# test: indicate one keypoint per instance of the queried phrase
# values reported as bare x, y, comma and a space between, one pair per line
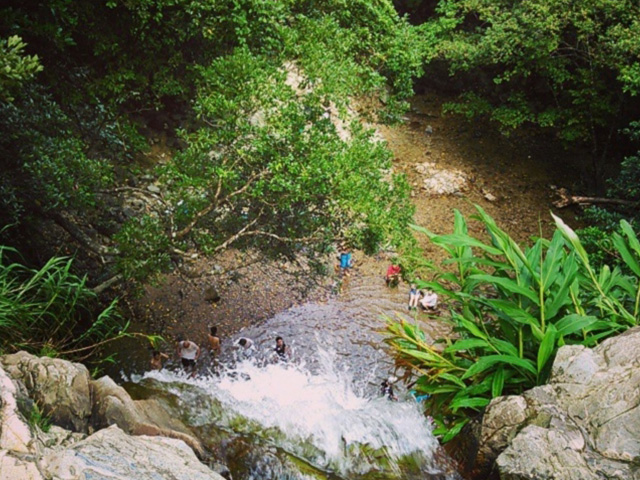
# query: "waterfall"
315, 411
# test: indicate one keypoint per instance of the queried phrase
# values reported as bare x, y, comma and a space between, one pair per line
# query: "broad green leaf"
475, 403
455, 430
512, 310
573, 240
573, 323
631, 236
509, 285
472, 328
552, 260
497, 383
452, 379
466, 344
547, 347
484, 363
460, 240
504, 346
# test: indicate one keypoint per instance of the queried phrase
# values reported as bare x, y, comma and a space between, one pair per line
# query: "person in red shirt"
393, 275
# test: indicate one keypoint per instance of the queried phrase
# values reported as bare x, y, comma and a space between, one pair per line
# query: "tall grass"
51, 311
512, 307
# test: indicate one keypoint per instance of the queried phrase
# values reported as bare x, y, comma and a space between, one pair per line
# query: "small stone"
488, 196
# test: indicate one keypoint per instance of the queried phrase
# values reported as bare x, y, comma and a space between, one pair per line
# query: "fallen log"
566, 199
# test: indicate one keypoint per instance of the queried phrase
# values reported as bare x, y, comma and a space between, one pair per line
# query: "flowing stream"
319, 415
322, 415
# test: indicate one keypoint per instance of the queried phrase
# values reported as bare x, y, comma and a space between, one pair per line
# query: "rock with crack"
584, 424
113, 405
60, 388
112, 454
438, 181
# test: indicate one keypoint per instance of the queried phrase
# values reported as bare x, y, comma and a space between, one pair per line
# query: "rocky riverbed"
450, 165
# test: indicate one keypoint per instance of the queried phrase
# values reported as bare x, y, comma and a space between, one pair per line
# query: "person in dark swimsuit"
387, 390
282, 350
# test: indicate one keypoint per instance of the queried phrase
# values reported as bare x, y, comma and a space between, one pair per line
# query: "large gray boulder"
60, 388
113, 406
584, 424
112, 454
28, 453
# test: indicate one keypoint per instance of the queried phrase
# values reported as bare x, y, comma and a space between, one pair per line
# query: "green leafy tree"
513, 308
259, 164
15, 66
570, 66
269, 169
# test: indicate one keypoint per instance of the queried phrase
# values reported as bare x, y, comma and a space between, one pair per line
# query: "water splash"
322, 415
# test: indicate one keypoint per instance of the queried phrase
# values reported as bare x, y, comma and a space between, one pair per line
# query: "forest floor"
512, 178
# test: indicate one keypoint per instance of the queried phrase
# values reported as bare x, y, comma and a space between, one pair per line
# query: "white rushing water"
322, 415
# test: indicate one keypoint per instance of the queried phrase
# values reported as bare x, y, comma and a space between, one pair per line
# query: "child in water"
387, 390
157, 359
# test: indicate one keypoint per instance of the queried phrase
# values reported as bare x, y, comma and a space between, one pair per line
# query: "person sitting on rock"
386, 389
414, 295
189, 353
393, 275
429, 301
283, 352
346, 260
157, 358
214, 340
246, 346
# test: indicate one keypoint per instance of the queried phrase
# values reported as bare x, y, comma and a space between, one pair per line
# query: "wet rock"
60, 388
584, 424
211, 294
113, 405
437, 181
15, 435
111, 453
488, 196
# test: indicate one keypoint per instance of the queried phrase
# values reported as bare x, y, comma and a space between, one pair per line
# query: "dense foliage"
51, 311
512, 309
263, 161
572, 66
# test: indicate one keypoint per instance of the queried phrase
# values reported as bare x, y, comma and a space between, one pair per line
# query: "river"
319, 415
322, 415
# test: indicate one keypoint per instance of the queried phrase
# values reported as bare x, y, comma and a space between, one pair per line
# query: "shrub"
512, 309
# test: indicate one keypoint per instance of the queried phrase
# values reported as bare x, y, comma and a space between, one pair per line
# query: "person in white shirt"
189, 353
429, 301
246, 346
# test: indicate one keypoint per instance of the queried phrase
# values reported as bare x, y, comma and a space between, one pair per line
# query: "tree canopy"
259, 159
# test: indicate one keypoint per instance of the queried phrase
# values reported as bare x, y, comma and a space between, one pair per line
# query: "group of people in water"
189, 352
426, 300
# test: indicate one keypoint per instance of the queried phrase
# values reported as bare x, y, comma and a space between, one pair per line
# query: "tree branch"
215, 202
566, 199
63, 220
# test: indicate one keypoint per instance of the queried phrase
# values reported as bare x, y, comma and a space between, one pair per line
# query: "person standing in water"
189, 353
414, 296
283, 352
214, 340
246, 347
386, 389
157, 358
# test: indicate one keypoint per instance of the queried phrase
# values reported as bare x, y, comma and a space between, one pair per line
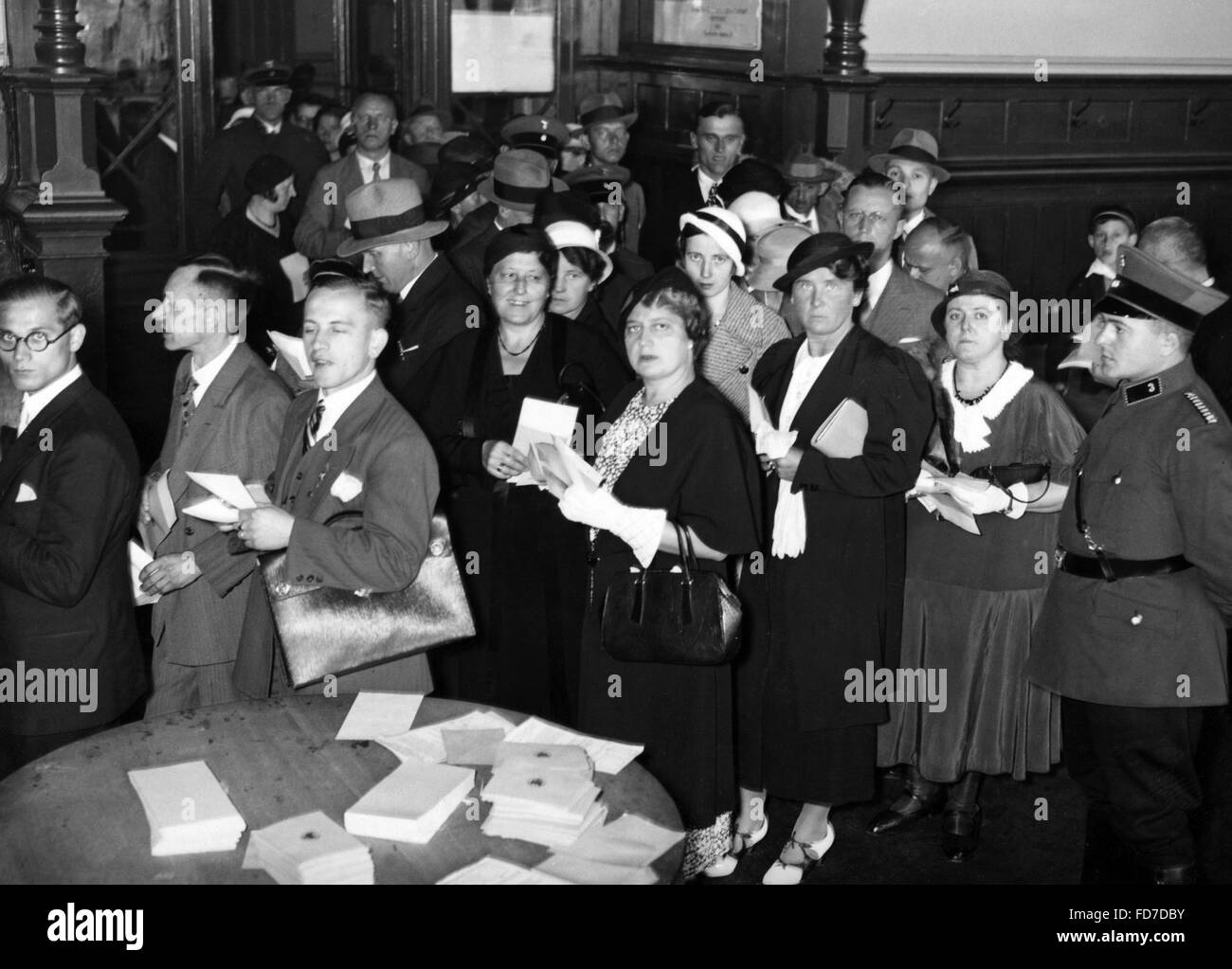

+---+

Type the entries again verbatim. Drop the images.

EXERCISE ANSWER:
# test: indicate one keypoint per instance of the queried phrase
# values reported as bare x, y, comma and a space between, one pair per line
# query: "waterfall"
315, 411
# test: indicate one keypoint per instance of the queried phrase
# values reported as bare x, y, comma and a space between, one pair per line
# query: "broad green leaf"
475, 403
455, 430
512, 310
573, 240
573, 323
631, 236
509, 285
472, 328
552, 260
497, 383
452, 379
466, 344
547, 347
484, 363
460, 240
504, 346
# test: indicate one keypoint per instance of the queried phrase
# values reported as bare x, y, comma and a space between, one pair per line
# query: "person in red shirt"
393, 275
# test: indicate one keypoint per instance of the queried phrase
# values reported as bare x, y, comma and a space between, one pair per line
# query: "tall grass"
51, 311
512, 307
# test: indicate one keypoint per instance of the queried phrase
# values reported as bare x, y, comma and a space between, one pair per line
# query: "small stone"
488, 196
# test: indicate one keypoint per instance of the queried phrase
# values reported as bare x, y, comma and a space between, one pair per line
# query: "fallen log"
566, 199
# test: indicate one keypoint per instance of the queried phrase
# values reported as bare x, y, comma and a space between, one pair per line
# query: "flowing stream"
319, 415
322, 415
# test: indicate one keypoint per instance of the queried phrase
# values reported as bare x, y, comma and a space between, one pair per line
# query: "rock with crack"
584, 424
113, 405
60, 388
112, 454
438, 181
# test: indicate one keypoint per instance of the queried phrase
# values reported as bare x, y, comma and a space between, one pair per line
# query: "rocky riverbed"
450, 165
# test: indicate one keypoint per instance of the queried phrase
# values reported as bare x, y, comma and a space between, one pair per line
# query: "person in dark swimsuit"
387, 390
282, 350
# test: indicate one keypoint per instance of the queried phrase
# values reported as bare x, y, comma and a space between, one pair per line
# query: "large gray boulder"
60, 388
113, 406
584, 424
112, 454
28, 453
# test: indicate one keypoint per instance of the queried phrase
# values reported as bare x, y, comma and a space between, one pair per line
# query: "green leafy tree"
513, 308
259, 164
15, 66
570, 66
269, 169
# test: indicate one keypoint per instance of the queried phrase
# values reported as bare x, y, comma and a space between, one pair per line
# query: "water splash"
322, 415
# test: indicate one keypoint per instance of the queried phrase
# values reported as bare x, y, comma and a space between, one pair per line
# query: "forest floor"
512, 178
# test: indicate one keypoint per instance of the queried phrase
# values reported as bare x, y, comma and a space between, one pair per line
# query: "white rushing water"
322, 415
# test: indicate one keypoint per instance of the queried phrase
# values reported as bare x, y, comma and a space between, one pair per line
# query: "child in water"
387, 390
157, 359
# test: indicate one keypoint per instance of the queried phrase
# values reported as bare x, y, comma and a space between, one pair per line
# query: "person sitting on rock"
386, 389
414, 295
189, 353
393, 275
429, 301
283, 352
346, 260
157, 358
214, 340
246, 346
# test: indicate one keypoint per instance of the queried phrase
# values reported as bare x, y, comma and a space between, one pair per line
# query: "wet rock"
60, 388
584, 424
211, 294
113, 405
437, 181
15, 435
111, 453
488, 196
# test: indicate one keypoint per instance of the queried phrase
# values reported as bare x, y, comma and a space between, one pair per line
# query: "dense foliage"
51, 311
512, 309
263, 161
572, 66
# test: indicate one keypoint per instance of the queried phrase
# values reported as bare x, y, comma and a space between, one pair per line
# query: "river"
319, 415
322, 415
# test: indicate one keypoint per instance of the queried phrase
# values reported as bare x, y, comma and a space between, one pair per line
# query: "shrub"
512, 309
# test: indicate one keypoint per instance of the queried phrase
# values reported as bare x, y, comma and a space between, one pair per line
# query: "person in white shirt"
189, 353
429, 301
246, 346
# test: indicate one keypoint per instance of the queried phrase
# values reported as bare x, y, comma and a space between, one pair per line
# query: "tree canopy"
259, 159
# test: indicate one keypoint per instance of the queried phrase
# values reported as bare x, y, comma and a space between, one pair per line
# query: "group of people in water"
189, 352
426, 300
# test: indicate one keypoint per instance of the queried phrase
# values reported as bare x, y, comma and a space between, one pair per line
# query: "tree branch"
215, 202
566, 199
63, 220
# test: indicate one keypoint per instance of the queried phrase
# values reported as bare x, y, comma and a space between, one pair per line
# query: "person standing in water"
189, 353
414, 296
283, 352
214, 340
246, 347
386, 389
157, 358
# test: indicate one keypoint per instance of the queried phrase
# values reported as bare x, y, comma and a space between, one pair per line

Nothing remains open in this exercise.